_Problem to solve:_ The entire listing is to be repeated verbatim.

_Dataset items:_
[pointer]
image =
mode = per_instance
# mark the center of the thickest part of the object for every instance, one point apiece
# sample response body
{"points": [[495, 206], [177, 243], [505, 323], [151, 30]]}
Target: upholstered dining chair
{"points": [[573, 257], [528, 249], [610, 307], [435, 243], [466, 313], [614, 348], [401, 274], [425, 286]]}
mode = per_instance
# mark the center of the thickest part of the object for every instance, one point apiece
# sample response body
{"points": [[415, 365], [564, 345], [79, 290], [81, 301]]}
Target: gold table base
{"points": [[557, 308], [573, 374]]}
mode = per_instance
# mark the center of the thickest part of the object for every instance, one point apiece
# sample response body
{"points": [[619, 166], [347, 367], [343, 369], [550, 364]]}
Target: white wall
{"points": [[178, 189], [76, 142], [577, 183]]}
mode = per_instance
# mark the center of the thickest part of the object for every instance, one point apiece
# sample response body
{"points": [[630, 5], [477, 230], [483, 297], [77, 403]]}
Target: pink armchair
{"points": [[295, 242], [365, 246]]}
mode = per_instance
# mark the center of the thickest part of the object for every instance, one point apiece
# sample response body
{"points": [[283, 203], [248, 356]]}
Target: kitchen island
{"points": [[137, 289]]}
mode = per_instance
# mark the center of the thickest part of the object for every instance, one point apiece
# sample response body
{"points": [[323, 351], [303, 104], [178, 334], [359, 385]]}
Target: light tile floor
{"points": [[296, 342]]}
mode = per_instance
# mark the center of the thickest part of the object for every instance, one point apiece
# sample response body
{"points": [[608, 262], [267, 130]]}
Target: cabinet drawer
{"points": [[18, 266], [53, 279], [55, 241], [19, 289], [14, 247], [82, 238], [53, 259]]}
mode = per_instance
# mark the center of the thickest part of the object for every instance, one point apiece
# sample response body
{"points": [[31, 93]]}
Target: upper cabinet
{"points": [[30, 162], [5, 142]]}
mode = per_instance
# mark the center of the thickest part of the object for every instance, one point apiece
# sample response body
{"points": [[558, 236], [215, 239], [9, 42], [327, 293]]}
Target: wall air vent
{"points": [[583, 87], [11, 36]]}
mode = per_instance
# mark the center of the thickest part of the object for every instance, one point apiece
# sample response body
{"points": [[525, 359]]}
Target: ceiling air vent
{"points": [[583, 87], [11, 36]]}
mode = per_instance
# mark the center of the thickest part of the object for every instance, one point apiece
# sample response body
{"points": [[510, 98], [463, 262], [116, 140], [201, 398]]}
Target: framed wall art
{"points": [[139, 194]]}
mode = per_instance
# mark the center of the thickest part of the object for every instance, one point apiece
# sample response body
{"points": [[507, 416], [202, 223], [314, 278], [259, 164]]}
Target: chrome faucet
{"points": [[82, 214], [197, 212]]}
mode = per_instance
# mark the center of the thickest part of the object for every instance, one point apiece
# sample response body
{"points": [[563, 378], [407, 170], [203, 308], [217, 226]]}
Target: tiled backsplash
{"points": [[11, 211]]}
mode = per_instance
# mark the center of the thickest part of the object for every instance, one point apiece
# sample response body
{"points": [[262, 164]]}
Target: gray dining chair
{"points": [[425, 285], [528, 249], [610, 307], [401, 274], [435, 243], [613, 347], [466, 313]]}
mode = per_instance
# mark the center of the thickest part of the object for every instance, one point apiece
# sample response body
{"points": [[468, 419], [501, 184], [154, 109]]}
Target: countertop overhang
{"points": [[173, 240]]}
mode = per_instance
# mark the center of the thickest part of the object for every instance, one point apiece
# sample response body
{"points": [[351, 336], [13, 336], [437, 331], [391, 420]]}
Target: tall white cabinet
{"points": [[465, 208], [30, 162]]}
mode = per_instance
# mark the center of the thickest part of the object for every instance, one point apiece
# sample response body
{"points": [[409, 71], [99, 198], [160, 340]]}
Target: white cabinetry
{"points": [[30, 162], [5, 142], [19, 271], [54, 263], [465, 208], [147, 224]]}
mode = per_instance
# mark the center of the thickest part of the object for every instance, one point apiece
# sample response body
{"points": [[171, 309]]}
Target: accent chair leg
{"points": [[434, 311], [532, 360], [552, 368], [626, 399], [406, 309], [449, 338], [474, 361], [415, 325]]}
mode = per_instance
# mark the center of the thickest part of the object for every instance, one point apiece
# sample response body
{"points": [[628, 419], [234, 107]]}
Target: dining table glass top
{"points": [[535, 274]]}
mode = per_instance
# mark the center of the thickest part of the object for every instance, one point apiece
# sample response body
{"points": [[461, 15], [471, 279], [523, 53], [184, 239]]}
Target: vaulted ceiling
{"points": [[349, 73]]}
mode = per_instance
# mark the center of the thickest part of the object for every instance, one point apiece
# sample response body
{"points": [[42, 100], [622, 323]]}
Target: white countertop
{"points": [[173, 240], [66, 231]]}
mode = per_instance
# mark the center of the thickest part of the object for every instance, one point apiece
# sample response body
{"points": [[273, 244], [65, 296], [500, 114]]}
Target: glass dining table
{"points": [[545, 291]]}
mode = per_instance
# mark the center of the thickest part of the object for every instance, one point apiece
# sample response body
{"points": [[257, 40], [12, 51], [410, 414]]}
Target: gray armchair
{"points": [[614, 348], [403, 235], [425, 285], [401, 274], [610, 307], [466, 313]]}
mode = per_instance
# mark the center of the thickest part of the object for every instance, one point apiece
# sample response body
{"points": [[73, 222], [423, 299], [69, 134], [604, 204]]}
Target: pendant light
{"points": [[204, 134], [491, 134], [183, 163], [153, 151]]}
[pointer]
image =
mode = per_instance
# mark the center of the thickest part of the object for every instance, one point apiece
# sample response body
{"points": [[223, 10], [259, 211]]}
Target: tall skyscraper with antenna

_Solution to this exercise:_
[pointer]
image =
mode = per_instance
# mark the center of the thickest part of the object for every instance, one point apiece
# sample response body
{"points": [[495, 206], [177, 243], [505, 323], [151, 30]]}
Target: upholstered dining chair
{"points": [[573, 257], [528, 249], [610, 307], [435, 243], [466, 313], [614, 348], [401, 274], [425, 286]]}
mode = per_instance
# mark the center of the thickest part of the object for every instance, one point apiece
# sample response body
{"points": [[415, 365], [564, 345], [79, 290], [81, 301]]}
Target: gold table base
{"points": [[557, 308], [573, 374]]}
mode = per_instance
# mark the center of the thickest part of the object for every instance, one point apiece
# sample response body
{"points": [[619, 166], [347, 367], [343, 369], [550, 364]]}
Target: white wall
{"points": [[178, 189], [76, 142], [577, 183]]}
mode = per_instance
# mark the center of the thickest part of the object for every instance, one point apiece
# sample response body
{"points": [[630, 5], [477, 230], [483, 297], [77, 403]]}
Target: pink armchair
{"points": [[295, 242], [365, 246]]}
mode = per_instance
# mark the center of the thickest part of the object for every instance, one point apiece
# sample response body
{"points": [[283, 203], [248, 356]]}
Target: kitchen island
{"points": [[137, 289]]}
mode = per_instance
# mark the center of the thickest part of the object for every instance, one point apiece
# sample response body
{"points": [[323, 351], [303, 104], [178, 334], [359, 385]]}
Target: light tile floor
{"points": [[296, 342]]}
mode = per_instance
# mark the center of the thickest part of the object for every instance, one point apiece
# sample response body
{"points": [[608, 262], [267, 130]]}
Target: cabinet drawer
{"points": [[18, 266], [53, 279], [55, 241], [19, 289], [14, 247], [82, 238], [53, 259]]}
mode = per_instance
# mark the center of the thickest part of the object for every instance, one point apiece
# sample response body
{"points": [[31, 93]]}
Target: upper cabinet
{"points": [[30, 162], [5, 142]]}
mode = per_instance
# mark the center of the thickest part of the object for every instance, one point apiece
# sample response body
{"points": [[558, 236], [215, 239], [9, 42], [327, 293]]}
Target: wall air vent
{"points": [[583, 87], [11, 36]]}
mode = per_instance
# mark the center of the thickest part of the object for every instance, one point apiece
# sample response body
{"points": [[525, 359]]}
Target: ceiling air vent
{"points": [[583, 87], [11, 36]]}
mode = per_instance
# mark the center of the thickest part of the object for every instance, one point apiece
# sample response body
{"points": [[510, 98], [463, 262], [116, 140], [201, 398]]}
Target: framed wall art
{"points": [[139, 194]]}
mode = per_instance
# mark the center of the thickest part of the object for every instance, one point apiece
# sample response body
{"points": [[507, 416], [202, 223], [314, 278], [259, 164]]}
Target: chrome faucet
{"points": [[82, 214], [197, 212]]}
mode = per_instance
# mark the center of the thickest part of the object for every instance, one point apiece
# sample response body
{"points": [[563, 378], [407, 170], [203, 308], [217, 226]]}
Target: tiled backsplash
{"points": [[11, 211]]}
mode = per_instance
# mark the center of the thickest part of the object for every instance, one point apiece
# sample response body
{"points": [[262, 164]]}
Target: gray dining chair
{"points": [[425, 285], [528, 249], [610, 307], [401, 274], [435, 243], [613, 347], [466, 313]]}
mode = per_instance
# mark the center of the thickest part of the object for every instance, one point apiece
# sample response body
{"points": [[468, 419], [501, 184], [154, 109]]}
Target: countertop overhang
{"points": [[173, 240]]}
mode = per_instance
# mark the center of the thickest part of the object for every instance, one point apiece
# sample response body
{"points": [[351, 336], [13, 336], [437, 331], [391, 420]]}
Target: tall white cabinet
{"points": [[465, 208], [30, 162]]}
mode = per_instance
# mark the center of the thickest part of the object for every instance, one point apiece
# sample response body
{"points": [[409, 71], [99, 198], [160, 340]]}
Target: white cabinetry
{"points": [[30, 162], [5, 142], [19, 271], [54, 263], [465, 208], [147, 224]]}
mode = per_instance
# mark the center of the thickest part of the object for every instance, one point apiece
# sample response body
{"points": [[171, 309]]}
Target: accent chair leg
{"points": [[434, 311], [532, 360], [552, 368], [626, 399], [406, 309], [449, 338], [474, 361], [415, 325]]}
mode = per_instance
# mark the center of the thickest part of the object for every instance, one point apiece
# sample response body
{"points": [[628, 419], [234, 107]]}
Target: dining table glass top
{"points": [[535, 274]]}
mode = per_instance
# mark the center of the thickest part of the object for every instance, one point apiece
# sample response body
{"points": [[461, 15], [471, 279], [523, 53], [184, 239]]}
Target: vaulted ceiling
{"points": [[349, 73]]}
mode = per_instance
# mark the center of the thickest part of the object for every instance, one point apiece
# sample response body
{"points": [[42, 100], [622, 323]]}
Target: white countertop
{"points": [[173, 240], [66, 231]]}
mode = per_instance
# mark the center of the thickest part of the object for every instance, one point apiece
# sample response body
{"points": [[273, 244], [65, 296], [500, 114]]}
Target: glass dining table
{"points": [[545, 291]]}
mode = per_instance
# mark the center of the thickest part of the object for every instance, one point apiece
# sample response body
{"points": [[257, 40], [12, 51], [410, 414]]}
Target: gray armchair
{"points": [[614, 348], [403, 235], [425, 285], [401, 274], [610, 307], [466, 313]]}
mode = per_instance
# mark the center of the thickest part of the object for every instance, one point apiece
# sample response body
{"points": [[73, 222], [423, 299], [69, 134], [604, 204]]}
Target: pendant light
{"points": [[204, 134], [491, 134], [183, 163], [153, 151]]}
[pointer]
image =
mode = per_instance
# mark the center of the thickest part of the object for every instance, one point apiece
# sample response body
{"points": [[223, 10], [259, 211]]}
Target: tall skyscraper with antenna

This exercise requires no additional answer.